Written problem: Please replace "close look" with "careful look" in the listing from the line containing "the car roof" through the end of the listing. Give only those lines, with everything else unchanged.

--- Start of Excerpted data ---

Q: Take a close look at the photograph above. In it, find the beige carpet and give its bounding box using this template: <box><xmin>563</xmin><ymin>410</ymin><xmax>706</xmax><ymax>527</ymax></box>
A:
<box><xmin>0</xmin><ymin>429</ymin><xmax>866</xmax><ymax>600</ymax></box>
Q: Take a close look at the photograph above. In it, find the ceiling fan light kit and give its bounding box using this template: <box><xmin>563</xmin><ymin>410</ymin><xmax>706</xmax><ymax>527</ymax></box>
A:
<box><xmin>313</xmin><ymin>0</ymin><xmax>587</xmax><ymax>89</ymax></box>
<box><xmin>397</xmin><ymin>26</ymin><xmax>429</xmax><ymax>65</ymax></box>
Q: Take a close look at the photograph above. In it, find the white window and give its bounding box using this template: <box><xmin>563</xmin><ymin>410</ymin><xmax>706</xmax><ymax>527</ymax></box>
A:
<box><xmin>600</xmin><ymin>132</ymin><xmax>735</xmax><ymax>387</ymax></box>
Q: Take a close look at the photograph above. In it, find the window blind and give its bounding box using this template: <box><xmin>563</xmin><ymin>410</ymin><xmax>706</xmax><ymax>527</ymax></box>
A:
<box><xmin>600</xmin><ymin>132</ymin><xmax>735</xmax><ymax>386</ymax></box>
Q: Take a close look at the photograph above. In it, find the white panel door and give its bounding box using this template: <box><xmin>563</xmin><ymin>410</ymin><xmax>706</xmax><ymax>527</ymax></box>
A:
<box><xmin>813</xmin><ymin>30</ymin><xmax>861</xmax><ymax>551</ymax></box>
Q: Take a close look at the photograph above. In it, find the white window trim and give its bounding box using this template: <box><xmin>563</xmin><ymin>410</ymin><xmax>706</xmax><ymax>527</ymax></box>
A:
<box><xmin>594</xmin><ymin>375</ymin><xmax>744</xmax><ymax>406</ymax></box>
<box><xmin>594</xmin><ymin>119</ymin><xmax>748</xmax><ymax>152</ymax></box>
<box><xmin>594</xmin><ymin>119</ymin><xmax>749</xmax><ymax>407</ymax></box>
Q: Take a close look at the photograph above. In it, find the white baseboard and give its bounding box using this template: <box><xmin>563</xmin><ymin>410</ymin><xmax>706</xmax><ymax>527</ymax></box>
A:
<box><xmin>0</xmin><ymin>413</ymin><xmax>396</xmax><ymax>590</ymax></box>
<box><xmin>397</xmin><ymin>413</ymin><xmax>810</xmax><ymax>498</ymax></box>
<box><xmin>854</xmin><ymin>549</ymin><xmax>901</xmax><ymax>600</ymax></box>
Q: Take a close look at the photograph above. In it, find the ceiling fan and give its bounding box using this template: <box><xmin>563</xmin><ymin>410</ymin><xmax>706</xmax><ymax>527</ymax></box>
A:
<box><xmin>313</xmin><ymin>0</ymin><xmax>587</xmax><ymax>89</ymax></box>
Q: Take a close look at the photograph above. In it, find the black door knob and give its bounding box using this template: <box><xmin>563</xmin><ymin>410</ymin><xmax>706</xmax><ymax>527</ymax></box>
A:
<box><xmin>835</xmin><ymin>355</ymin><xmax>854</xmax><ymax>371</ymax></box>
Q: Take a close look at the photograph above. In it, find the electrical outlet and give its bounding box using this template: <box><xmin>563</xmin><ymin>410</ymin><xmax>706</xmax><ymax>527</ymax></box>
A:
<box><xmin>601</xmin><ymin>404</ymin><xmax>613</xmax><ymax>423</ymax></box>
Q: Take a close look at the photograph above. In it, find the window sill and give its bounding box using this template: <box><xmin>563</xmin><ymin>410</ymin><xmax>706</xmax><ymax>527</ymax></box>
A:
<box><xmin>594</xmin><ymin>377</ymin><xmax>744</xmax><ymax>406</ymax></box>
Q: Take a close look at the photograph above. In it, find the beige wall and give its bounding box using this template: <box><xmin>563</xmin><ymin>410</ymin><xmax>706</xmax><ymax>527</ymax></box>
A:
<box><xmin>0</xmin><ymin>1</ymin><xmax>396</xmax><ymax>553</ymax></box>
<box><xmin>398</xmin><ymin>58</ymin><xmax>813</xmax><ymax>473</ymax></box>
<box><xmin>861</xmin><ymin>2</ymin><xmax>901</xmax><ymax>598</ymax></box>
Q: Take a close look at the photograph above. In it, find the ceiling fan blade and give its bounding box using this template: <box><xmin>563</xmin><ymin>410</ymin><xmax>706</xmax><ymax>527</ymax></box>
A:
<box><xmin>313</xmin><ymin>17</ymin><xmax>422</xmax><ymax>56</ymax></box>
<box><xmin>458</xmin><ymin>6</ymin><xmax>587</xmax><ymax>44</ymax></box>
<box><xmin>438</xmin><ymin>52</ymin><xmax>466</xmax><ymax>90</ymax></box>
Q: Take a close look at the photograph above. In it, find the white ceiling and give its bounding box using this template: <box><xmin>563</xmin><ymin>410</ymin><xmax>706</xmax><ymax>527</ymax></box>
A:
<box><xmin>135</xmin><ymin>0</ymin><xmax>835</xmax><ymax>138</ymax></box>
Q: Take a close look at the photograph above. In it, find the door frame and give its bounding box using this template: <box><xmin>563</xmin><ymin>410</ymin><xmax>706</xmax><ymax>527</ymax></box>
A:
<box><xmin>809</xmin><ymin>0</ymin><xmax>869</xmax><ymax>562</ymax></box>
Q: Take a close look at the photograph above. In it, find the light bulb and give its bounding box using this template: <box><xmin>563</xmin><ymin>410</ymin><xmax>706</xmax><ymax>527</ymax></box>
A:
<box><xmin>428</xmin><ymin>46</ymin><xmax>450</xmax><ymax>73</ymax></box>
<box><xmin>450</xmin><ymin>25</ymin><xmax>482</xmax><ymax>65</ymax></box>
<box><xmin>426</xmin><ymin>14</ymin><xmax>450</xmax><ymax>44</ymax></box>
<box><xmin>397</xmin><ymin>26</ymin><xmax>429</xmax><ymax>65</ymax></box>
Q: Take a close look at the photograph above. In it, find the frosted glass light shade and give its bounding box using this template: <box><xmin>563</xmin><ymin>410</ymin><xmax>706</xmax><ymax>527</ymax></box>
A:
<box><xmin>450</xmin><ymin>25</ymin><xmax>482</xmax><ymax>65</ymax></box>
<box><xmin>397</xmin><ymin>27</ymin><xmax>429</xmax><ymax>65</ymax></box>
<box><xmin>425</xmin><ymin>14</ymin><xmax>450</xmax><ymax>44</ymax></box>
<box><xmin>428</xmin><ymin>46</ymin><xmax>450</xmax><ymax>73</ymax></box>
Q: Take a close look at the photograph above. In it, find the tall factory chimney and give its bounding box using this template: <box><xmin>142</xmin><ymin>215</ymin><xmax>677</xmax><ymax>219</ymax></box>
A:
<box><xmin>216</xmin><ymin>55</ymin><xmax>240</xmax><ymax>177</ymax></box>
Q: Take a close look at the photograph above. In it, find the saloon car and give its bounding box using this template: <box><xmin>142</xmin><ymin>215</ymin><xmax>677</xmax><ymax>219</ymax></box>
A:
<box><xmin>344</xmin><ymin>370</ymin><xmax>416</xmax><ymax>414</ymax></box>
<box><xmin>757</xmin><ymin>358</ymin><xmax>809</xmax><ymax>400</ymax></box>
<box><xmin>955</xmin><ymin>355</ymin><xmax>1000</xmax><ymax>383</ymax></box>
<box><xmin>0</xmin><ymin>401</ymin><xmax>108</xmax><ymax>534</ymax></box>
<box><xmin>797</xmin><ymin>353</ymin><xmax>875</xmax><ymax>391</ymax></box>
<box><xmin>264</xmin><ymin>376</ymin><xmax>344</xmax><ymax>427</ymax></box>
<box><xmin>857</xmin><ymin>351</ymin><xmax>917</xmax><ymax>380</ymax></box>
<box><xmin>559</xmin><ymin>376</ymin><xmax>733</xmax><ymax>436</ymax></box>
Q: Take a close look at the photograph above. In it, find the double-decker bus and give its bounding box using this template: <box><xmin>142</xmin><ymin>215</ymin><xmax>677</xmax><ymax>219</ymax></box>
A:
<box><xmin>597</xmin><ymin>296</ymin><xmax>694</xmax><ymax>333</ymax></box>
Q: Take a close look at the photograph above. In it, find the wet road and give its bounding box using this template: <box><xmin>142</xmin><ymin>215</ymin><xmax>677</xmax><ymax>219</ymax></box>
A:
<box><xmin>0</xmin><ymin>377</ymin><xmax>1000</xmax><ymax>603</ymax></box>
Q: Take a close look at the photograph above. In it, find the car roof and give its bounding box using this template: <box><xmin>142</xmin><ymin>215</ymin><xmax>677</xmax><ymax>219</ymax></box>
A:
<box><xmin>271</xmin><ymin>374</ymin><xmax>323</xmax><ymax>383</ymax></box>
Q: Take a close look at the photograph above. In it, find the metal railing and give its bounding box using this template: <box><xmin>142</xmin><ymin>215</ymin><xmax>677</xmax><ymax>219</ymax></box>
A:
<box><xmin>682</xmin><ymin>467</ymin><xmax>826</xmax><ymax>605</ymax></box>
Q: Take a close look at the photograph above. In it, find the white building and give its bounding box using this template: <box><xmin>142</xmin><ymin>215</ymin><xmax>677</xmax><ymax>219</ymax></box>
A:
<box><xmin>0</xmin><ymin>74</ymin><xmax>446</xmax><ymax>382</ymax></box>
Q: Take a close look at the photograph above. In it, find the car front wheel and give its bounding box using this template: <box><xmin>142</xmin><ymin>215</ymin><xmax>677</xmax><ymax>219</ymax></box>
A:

--- End of Excerpted data ---

Solution to this problem:
Q: Take a careful look at the photograph above. In it, find the car roof and give its bounding box using this template: <box><xmin>142</xmin><ymin>215</ymin><xmax>677</xmax><ymax>219</ymax></box>
A:
<box><xmin>271</xmin><ymin>374</ymin><xmax>323</xmax><ymax>383</ymax></box>
Q: Take a careful look at the photograph above. In it, find the metal railing and give its bounding box using this template: <box><xmin>142</xmin><ymin>215</ymin><xmax>677</xmax><ymax>219</ymax></box>
A:
<box><xmin>682</xmin><ymin>467</ymin><xmax>826</xmax><ymax>605</ymax></box>
Q: Take a careful look at the photograph above. In it, find the white building and give its bounding box using this template: <box><xmin>142</xmin><ymin>215</ymin><xmax>677</xmax><ymax>219</ymax></box>
A:
<box><xmin>0</xmin><ymin>74</ymin><xmax>446</xmax><ymax>382</ymax></box>
Q: Take a careful look at the photograph above. In it, find the car front wheel and give its bounding box using this template: <box><xmin>142</xmin><ymin>215</ymin><xmax>677</xmax><ymax>219</ymax></box>
A:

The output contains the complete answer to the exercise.